• OBJECTIFS:
A – D'après la critique de Déserteur, en quoi consiste la nouvelle mission de Tessa ?
B – Poursuivez la critique de Déserteur au point où elle s'interrompt.

┌─ EXTRAIT SOURCE

Avec son premier tome, Imposteur, Suzanne Winnacker esquissait un monde que les humains lambda partagent avec les Variants, sorte d’êtres humains mutants dotés de pouvoirs proprement surnaturels. Et le premier volume ne laissait aucun doute : à l’instar des mutants de X-Men, les Variants se séparent en deux bords, dont les idéaux sont aux antipodes les uns des autres.
Tessa fait partie de la CAE, la très secrète Cellule des Aptitudes Extraordinaires du FBI, et aspire à devenir une enquêtrice renommée, utilisant ses pouvoirs de métamorphose au service du bien. Elle vit depuis deux ans au centre de formation, comme une orpheline, sa mère ayant coupé les ponts avec son « monstre » de fille, et son père ayant purement et simplement abandonné la famille. Heureusement, il y a Holly, sa meilleure amie, douée du don d’invisibilité, le mystérieux mais non moins sympathique Alec, son très (très très) costaud meilleur ami, et le charmant Devon, aux capacités régénératives formidables, que Tessa a ramené de sa première mission.
Et cette fois, la mission de Tessa est plutôt simple : elle doit simplement incarner un sénateur et discourir à sa place, car celui-ci craint pour sa sécurité. Après avoir déjoué un complot de l’armée d’Abel avec serial killer à la clef, rien de plus simple. Sauf que… l’armée d’Abel est sur le coup, et enlève Holly par erreur; sauf que Tessa découvre qu’Alec lui ment depuis toujours et la manipule ; sauf que Tessa s’aperçoit que le commandant ne lui a pas tout dit sur ses parents…
Premier point positif : ce premier tome corrige les défauts du précédent. La superficialité du premier tome est gommée, au profit d’une histoire assez riche. Certes, il ne se passe pas grand-chose ; certes, certains développements sont cousus de fil blanc. Mais le tout est mieux amené que précédemment. Déserteur est un très bon tome de transition. L’auteur approfondit son univers, et passe d’une opposition manichéenne (la CAE versus l’Armée d’Abel), à un joyeux flou artistique, laissant le lecteur dans l’expectative et la recherche d’indices. Au fil des chapitres, Tessa découvre en effet que les personnes ayant joué franc-jeu avec elles sont assez rares, et qu’il se pourrait qu’elle ne soit pas exactement la personne qu’elle pensait être… une découverte assez perturbante.
Le trouble de la jeune fille est plutôt bien rendu ; ce second volume est également l’occasion d’approfondir la psychologie des personnages, principaux ou secondaires, ce qui permet de nuancer les forces en présence.

└─
┌─ EXTRAIT DE DONNÉES

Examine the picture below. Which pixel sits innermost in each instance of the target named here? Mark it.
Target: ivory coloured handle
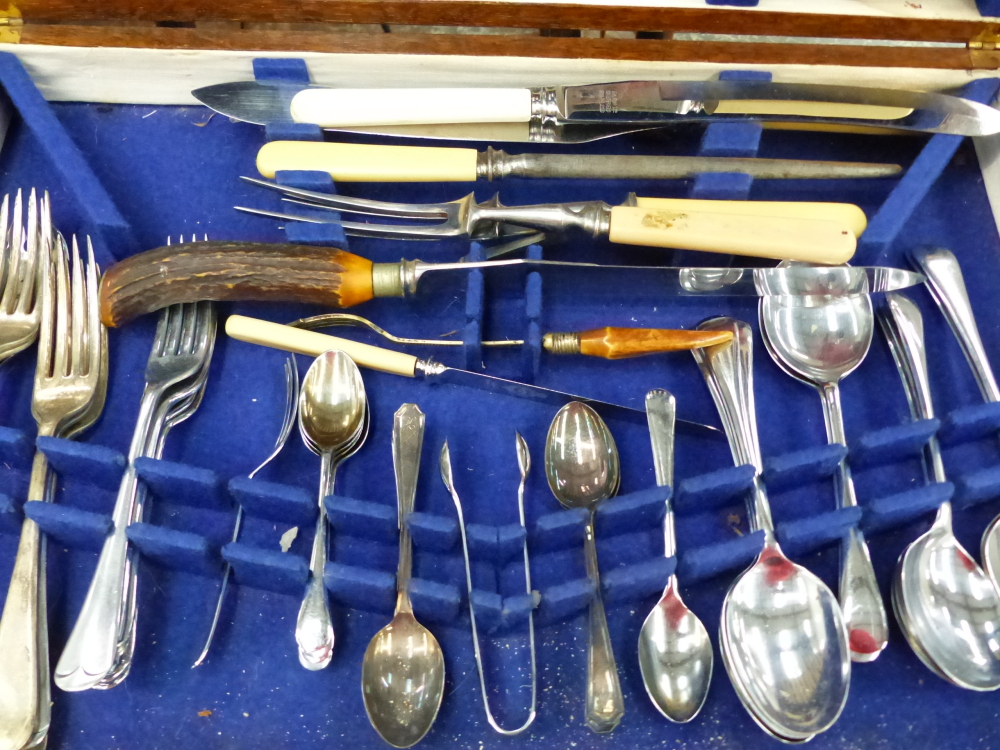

└─

• RÉPONSES PAR TÂCHE:
A – Elle doit incarner un sénateur et discourir à sa place, car celui-ci craint pour sa sécurité.

B –
De plus, le rythme est nettement mieux géré que dans le premier tome ; pas de temps morts, pas de raccourcis trop faciles, et l’intrigue tient nettement mieux la route ! Vraiment, ce second tome s’en sort avec les honneurs.
Finalement, le seul point négatif que l’on pourrait reprocher à Déserteur, c’est le style. Autant il était adapté dans le premier tome, autant ici il dessert le roman. Le niveau de langue est extrêmement relâché, et les tournures de phrases ne sont pas toujours correctes. Cela permet de mieux cerner Tessa (puisque l’histoire est narrée de son propre point de vue) et d’apporter une certaine touche de réalisme, mais il est vraiment dommage de passer par un style d’aussi basse qualité, alors que le volume est plus maîtrisé que le précédent.
Imposteur était une bonne surprise pour son univers, mais restait un peu trop superficiel tant du point de vue de l’intrigue, que des personnages ; Déserteur est non seulement une très bonne suite, mais redresse nettement le niveau. Dans une trilogie, le second tome est souvent moins bon que le premier : ici, c’est l’inverse. Bien que l’on sente qu’il s’agisse d’un tome de transition, tant tout a évolué, Déserteur relance l’intérêt du lecteur, et prépare habilement le tome 3 : au vu de la fin, qui laisse le lecteur sur des charbons ardents – et sans cliffhanger commercial, s’il vous plaît ! – difficile de prédire comment l’auteur va s’en sortir. Il va donc sans dire que l’on est très curieux de savoir comment Suzanne Winnacker va clore cette histoire !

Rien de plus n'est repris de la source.